[SOURCE EXTRACT Boundary: Start]
Dr. Chun said that he admitted no wrongdoing in the federal settlement and that he provided excellent care to his patients. Dr. Madison said he had done nothing improper; both doctors declined to comment further.
Insys officials said Dr. Chun and Dr. Madison were not accused of improper medical care. Dr. Awerbuch, the Michigan neurologist who was arrested on Medicare fraud charges, declined to comment through his lawyer. Insys said it ended its arrangement with him after his arrest.
In addition to paying high-prescribing doctors to speak on behalf of Subsys, Insys also hired the doctors’ family members. In 2013, Dr. Rosenberg’s son, Abraham, was a top sales representative for the company. Another highly paid doctor, Thomas L. Whitten, has a daughter who worked this year for six months as a sales representative.
Dr. Whitten, who received $43,000 in payments from Insys at the end of 2013, said his daughter, Alexandria, began working for the company this year after the previous representative in his region quit. He said the company asked him for a few recommendations to replace the previous representative, but when his suggestions fell through, his daughter’s name came up. “It was kind of mutual — it was simultaneous,” he said. Ms. Whitten is a recent college graduate and had never worked in pharmaceutical sales previously, he said, adding that she quit a few weeks ago.
[SOURCE EXTRACT Boundary: End]
[GIVEN RECORDS Boundary: Start]
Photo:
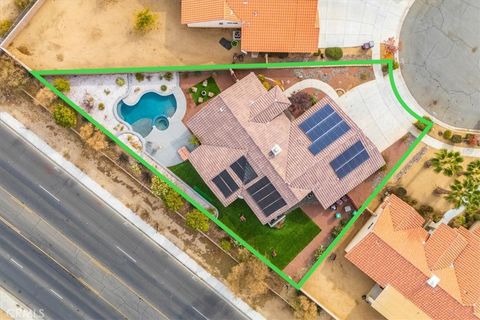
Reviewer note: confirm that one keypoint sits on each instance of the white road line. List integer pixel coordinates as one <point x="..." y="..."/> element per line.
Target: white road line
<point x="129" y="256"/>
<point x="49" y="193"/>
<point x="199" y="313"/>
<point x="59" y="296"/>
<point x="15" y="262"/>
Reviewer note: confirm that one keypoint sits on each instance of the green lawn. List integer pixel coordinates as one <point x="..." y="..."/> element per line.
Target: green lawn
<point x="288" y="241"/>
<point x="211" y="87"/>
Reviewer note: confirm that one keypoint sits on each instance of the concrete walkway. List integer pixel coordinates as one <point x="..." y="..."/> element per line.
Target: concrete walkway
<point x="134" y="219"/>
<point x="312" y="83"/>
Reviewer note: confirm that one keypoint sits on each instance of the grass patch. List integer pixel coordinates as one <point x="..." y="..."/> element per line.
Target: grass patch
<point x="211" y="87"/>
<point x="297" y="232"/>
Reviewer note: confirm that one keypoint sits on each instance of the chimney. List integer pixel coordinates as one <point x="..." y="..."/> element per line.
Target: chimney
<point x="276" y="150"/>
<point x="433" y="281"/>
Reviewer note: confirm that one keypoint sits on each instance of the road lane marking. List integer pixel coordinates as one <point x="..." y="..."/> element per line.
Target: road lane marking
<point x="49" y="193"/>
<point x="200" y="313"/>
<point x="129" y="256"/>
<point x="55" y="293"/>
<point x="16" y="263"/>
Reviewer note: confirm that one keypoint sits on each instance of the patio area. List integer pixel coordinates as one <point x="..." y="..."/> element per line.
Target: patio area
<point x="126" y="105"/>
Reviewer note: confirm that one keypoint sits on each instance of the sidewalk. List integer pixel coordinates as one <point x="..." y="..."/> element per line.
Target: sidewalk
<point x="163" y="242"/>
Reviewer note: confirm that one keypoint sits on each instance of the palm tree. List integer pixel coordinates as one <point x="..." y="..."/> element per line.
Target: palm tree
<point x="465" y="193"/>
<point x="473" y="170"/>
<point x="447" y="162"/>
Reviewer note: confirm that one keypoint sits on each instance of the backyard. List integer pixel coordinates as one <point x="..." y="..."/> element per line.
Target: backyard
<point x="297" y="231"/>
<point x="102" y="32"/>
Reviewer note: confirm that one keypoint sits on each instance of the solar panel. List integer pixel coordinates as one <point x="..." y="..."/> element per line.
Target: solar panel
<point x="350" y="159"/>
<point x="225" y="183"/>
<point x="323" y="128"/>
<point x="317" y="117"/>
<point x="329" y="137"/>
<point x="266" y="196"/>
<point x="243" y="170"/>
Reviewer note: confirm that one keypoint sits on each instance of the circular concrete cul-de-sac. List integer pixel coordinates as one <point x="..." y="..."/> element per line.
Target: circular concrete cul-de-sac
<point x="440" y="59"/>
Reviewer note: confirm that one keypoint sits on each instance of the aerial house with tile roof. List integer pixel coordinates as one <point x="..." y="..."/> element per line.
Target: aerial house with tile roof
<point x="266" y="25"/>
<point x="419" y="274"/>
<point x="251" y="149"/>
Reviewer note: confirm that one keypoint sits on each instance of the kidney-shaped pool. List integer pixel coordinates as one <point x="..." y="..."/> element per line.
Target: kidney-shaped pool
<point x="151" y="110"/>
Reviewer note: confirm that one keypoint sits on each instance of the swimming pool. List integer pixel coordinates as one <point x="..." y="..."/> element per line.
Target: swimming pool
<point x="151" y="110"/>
[GIVEN RECORDS Boundary: End]
* _TASK ITEM 1_:
Answer these questions using the passage on Insys and its payments to doctors.
(a) What did Insys say it did after Dr. Awerbuch's arrest?
(b) What job did Dr. Rosenberg's son, Abraham, hold at the company in 2013?
(c) How much did Dr. Whitten receive in payments from Insys at the end of 2013?
* _TASK ITEM 2_: Write the next paragraph of the passage on Insys and its payments to doctors, picking up after its final sentence.

* _EXERCISE RESPONSE 1_:
(a) It ended its arrangement with him.
(b) He was a top sales representative.
(c) $43,000.

* _EXERCISE RESPONSE 2_:
Dr. Whitten said he did not write any new prescriptions for patients while his daughter was his sales representative. “She didn’t get any extra bonuses for anything she did,” he said.
In a statement, Insys officials said Dr. Whitten was already prescribing Subsys before his daughter was hired as a sales representative, and he continues to prescribe it even though she has quit.
Abraham Rosenberg did appear to benefit from his father’s prescribing practices. As of last June, Mr. Rosenberg was the second-highest performer in his region and the seventh-best sales representative nationwide, according to a company report that was provided by a former sales representative for Insys. At the time, Mr. Rosenberg’s top-prescribing doctor was his own father, who wrote prescriptions for 6,404 units of the drug in the second quarter of 2013, more than the combined total of drug units written by all the other doctors in his son’s territory.
Dr. Rosenberg, who did not return calls for comment, was also among the company’s highest-paid doctors at the end of 2013, according to the federal database, earning close to $36,000 from Insys.
In September, Dr. Rosenberg was reprimanded by the Rhode Island Board of Medical Licensure and Discipline for prescribing Subsys to patients without cancer pain and failing to properly document the reasons.
In a brief interview, Abraham Rosenberg confirmed that he had worked for Insys for “about a year,” but said he had quit around a year ago and declined to comment further.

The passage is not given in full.